The Dedan Kimathi statue

The Kibaki government erected a 2.1 metre bronze statue titled Freedom Fighter Dedan Kimathi on a graphite plinth, in central Nairobi. The statue is at the junction of Kimathi Street and Mama Ngina Street. Kimathi, clad in military regalia, holds a rifle in the right hand and a dagger in the left, the last weapons he held in his struggle. The foundation stone for the statue was laid by Vice President Awori on 11 December 2006 and the completed statue unveiled by President Kibaki on 18 February 2007 coinciding with the 50th anniversary of the day he was executed. In his remarks, Kibaki paid homage to Kimathi as a man who not only paid the ultimate price for Kenya's liberation but also inspired others to fight against oppression.

The statue attracted praise from Kenyans as a long overdue recognition of the Mau Mau for their part in the struggle for independence. This was in marked contrast to the post-colonial norm of the Jomo Kenyatta and Daniel Arap Moi governments' regard of the Mau Mau as terrorists.

[Problem to solve] In the text on the Dedan Kimathi statue, who laid the foundation stone for the statue, and on what date?

[Supplied records]
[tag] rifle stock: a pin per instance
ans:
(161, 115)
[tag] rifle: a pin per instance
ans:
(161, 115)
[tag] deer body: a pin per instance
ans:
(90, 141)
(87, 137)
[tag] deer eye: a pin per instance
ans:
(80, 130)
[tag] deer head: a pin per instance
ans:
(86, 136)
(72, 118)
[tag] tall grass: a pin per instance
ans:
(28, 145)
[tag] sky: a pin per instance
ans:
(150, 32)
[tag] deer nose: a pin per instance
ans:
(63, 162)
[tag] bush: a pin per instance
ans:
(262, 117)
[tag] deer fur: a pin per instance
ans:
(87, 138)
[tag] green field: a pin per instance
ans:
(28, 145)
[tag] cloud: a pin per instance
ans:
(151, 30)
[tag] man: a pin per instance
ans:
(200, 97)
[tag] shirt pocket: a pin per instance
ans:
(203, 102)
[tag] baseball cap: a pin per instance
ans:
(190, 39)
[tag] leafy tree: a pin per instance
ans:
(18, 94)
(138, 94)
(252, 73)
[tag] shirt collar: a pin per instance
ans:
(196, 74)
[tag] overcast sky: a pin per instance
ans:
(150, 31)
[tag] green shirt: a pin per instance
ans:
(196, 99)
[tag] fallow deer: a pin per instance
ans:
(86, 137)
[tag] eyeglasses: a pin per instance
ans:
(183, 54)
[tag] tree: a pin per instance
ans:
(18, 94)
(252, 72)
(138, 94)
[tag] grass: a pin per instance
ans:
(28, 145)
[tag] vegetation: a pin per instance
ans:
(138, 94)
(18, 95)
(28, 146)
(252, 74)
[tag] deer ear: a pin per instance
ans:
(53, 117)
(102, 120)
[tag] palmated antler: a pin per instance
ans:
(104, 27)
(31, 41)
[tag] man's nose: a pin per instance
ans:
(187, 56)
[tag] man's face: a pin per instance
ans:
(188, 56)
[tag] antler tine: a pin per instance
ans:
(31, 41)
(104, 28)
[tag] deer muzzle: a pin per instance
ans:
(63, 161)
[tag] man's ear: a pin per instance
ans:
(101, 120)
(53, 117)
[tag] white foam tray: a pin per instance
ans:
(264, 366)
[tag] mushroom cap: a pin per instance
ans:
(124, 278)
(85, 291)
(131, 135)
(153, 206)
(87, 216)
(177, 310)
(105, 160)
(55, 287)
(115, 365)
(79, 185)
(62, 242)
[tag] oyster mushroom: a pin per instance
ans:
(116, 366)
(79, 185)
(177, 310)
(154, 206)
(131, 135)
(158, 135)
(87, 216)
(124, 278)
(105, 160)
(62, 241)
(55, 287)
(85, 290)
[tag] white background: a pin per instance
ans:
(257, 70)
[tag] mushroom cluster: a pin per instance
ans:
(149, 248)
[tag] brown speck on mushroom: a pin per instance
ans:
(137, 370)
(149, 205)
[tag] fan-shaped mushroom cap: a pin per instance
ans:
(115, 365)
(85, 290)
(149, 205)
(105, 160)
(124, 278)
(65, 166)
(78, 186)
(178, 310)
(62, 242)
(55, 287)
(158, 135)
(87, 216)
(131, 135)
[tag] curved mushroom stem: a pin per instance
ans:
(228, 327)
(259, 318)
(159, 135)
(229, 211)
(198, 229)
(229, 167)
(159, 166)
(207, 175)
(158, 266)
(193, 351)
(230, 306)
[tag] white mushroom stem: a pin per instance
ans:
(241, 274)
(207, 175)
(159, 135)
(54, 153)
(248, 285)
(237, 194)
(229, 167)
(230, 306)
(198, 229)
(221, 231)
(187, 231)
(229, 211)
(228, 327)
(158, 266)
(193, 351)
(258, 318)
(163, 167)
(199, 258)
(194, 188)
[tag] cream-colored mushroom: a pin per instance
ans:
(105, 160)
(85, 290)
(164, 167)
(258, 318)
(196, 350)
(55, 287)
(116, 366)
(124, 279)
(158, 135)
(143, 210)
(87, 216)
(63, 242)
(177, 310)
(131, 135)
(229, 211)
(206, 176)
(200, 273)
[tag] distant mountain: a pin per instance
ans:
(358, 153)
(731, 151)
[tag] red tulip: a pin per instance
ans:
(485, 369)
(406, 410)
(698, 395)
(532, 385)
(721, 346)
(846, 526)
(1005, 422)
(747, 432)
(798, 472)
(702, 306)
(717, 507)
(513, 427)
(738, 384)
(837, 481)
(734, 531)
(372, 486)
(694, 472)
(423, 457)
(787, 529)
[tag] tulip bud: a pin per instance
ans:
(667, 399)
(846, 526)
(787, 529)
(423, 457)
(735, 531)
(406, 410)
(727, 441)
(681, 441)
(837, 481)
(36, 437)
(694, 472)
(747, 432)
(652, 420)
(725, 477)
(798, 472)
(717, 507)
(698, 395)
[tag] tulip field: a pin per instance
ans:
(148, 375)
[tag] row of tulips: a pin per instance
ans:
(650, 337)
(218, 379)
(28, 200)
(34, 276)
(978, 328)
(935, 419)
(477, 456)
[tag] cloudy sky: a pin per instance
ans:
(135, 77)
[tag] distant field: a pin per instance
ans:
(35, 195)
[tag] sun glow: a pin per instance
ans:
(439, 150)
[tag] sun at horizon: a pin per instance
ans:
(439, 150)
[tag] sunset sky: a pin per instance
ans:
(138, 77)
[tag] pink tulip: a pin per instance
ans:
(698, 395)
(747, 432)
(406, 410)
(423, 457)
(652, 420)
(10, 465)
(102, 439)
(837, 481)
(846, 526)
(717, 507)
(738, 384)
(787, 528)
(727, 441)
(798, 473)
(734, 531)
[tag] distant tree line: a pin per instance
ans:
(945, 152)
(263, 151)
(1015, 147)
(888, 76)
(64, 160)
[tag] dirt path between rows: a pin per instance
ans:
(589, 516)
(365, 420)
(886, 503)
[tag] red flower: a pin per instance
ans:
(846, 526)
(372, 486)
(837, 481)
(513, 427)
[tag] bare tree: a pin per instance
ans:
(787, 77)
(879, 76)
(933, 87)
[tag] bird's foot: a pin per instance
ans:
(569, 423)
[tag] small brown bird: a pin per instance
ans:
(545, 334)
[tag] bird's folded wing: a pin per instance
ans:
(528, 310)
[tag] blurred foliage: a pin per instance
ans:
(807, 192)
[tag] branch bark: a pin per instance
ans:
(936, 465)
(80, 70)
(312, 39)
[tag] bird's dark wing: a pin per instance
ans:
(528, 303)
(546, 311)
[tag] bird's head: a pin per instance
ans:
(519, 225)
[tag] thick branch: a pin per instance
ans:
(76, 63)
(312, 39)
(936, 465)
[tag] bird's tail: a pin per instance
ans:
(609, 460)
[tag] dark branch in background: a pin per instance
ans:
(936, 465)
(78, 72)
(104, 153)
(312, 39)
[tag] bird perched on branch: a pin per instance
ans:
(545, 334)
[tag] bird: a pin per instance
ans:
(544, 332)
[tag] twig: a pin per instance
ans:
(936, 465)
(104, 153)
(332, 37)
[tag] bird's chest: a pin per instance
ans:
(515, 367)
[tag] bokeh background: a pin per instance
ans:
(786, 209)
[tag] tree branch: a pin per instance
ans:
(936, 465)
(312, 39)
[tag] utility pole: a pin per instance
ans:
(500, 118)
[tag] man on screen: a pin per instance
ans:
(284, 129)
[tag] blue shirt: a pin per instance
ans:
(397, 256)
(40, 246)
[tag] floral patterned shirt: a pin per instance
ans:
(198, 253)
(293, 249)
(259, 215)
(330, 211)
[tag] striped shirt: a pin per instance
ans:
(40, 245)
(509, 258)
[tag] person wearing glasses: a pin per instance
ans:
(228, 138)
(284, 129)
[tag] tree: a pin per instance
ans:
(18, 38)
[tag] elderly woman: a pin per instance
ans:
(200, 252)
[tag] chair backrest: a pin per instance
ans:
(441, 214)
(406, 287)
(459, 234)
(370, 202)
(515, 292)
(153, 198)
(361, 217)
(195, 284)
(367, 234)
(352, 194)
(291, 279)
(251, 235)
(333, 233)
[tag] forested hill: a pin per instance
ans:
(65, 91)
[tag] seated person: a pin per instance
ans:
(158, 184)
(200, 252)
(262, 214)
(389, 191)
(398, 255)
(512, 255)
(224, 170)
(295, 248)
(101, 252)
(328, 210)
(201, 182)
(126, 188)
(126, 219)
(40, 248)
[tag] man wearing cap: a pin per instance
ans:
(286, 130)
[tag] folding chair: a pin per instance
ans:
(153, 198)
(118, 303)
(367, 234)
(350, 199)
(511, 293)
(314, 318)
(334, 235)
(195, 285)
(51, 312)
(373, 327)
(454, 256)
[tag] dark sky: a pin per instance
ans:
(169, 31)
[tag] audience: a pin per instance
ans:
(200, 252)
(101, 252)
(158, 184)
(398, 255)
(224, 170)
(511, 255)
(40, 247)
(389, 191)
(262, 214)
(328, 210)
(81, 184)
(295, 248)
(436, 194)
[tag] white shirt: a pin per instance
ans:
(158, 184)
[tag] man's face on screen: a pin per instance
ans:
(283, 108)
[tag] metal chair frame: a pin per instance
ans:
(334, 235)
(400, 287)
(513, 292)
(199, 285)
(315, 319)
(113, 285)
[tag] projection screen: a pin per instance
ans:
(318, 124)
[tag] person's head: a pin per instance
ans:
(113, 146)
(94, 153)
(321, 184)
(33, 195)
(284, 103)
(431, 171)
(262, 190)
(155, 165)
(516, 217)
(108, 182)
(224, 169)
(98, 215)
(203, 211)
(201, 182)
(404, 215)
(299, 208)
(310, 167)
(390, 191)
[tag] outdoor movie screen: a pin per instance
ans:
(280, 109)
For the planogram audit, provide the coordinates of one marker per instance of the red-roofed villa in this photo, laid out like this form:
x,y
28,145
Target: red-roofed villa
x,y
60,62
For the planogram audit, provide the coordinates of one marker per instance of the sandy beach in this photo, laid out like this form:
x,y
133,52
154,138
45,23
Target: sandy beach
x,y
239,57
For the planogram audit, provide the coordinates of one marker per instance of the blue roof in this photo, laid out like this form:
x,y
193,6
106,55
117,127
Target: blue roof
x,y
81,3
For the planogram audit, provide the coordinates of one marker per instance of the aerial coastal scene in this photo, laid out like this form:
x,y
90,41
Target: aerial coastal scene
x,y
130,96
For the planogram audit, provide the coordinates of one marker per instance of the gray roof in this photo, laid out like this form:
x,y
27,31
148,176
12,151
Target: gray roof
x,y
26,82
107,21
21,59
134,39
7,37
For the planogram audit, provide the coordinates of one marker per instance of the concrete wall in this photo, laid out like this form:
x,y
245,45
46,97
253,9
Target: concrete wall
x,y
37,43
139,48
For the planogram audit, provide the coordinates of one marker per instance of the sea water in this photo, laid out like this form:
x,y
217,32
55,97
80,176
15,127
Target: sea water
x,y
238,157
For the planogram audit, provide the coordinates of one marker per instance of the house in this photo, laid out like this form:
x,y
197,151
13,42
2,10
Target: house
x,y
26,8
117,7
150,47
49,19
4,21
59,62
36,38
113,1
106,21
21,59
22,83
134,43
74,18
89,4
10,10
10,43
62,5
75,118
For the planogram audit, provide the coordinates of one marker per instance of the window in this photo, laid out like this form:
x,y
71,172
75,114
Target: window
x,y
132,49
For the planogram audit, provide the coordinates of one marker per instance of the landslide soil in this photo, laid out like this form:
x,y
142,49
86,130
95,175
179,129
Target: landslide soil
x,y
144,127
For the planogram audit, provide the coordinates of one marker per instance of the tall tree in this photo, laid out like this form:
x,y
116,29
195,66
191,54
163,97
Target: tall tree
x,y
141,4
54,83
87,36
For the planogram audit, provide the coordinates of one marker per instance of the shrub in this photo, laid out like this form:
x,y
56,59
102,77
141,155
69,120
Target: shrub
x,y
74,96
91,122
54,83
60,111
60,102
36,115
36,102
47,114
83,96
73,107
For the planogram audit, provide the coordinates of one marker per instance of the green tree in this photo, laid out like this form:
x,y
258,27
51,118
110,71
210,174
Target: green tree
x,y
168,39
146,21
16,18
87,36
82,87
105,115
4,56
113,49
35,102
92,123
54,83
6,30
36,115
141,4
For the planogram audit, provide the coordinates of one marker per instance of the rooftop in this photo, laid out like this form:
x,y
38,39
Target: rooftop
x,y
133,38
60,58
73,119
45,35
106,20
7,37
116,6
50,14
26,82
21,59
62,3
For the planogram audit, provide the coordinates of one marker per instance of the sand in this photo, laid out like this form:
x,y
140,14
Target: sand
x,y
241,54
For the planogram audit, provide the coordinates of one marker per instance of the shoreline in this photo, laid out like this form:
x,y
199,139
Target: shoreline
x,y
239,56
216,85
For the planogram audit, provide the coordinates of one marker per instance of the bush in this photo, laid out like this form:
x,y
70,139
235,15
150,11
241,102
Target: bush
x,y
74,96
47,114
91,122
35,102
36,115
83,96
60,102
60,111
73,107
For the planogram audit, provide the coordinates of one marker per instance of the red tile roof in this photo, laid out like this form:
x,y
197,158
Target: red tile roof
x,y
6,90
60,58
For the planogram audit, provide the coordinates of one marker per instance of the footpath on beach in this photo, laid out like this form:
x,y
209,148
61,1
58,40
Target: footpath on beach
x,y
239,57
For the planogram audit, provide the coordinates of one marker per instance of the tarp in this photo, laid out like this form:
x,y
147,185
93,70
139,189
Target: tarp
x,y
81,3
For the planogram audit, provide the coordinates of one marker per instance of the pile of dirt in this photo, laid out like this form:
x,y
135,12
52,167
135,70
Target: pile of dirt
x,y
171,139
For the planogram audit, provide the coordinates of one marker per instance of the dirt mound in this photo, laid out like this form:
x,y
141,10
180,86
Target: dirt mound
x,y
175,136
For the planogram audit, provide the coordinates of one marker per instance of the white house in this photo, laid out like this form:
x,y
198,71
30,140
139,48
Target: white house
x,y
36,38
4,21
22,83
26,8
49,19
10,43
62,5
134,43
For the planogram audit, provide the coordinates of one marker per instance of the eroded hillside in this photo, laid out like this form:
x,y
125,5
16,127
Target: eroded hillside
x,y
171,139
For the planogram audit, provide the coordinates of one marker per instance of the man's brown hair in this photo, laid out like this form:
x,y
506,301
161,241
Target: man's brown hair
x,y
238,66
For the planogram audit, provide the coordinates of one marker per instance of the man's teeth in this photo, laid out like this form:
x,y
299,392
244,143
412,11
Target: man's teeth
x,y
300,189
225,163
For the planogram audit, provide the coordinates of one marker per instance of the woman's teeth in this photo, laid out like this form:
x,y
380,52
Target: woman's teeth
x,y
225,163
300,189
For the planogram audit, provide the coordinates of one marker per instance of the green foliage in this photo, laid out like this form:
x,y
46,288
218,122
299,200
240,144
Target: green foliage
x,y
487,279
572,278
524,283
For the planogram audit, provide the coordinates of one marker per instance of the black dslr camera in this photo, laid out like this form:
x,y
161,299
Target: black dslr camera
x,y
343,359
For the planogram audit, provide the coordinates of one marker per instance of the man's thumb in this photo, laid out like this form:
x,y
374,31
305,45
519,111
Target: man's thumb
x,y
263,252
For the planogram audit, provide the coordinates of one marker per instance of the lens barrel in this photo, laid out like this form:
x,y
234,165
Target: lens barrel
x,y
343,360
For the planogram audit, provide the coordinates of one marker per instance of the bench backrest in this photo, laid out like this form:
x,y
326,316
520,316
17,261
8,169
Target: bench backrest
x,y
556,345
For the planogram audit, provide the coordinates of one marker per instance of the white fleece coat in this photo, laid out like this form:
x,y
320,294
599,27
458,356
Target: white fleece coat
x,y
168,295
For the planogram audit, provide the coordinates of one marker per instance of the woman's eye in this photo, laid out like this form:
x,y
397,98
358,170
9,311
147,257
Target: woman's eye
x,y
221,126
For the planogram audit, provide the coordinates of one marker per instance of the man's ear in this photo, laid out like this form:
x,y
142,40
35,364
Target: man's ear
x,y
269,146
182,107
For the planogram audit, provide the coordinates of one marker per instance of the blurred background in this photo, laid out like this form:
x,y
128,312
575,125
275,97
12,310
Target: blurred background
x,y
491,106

[Answer for this exercise] Vice President Awori laid it on 11 December 2006.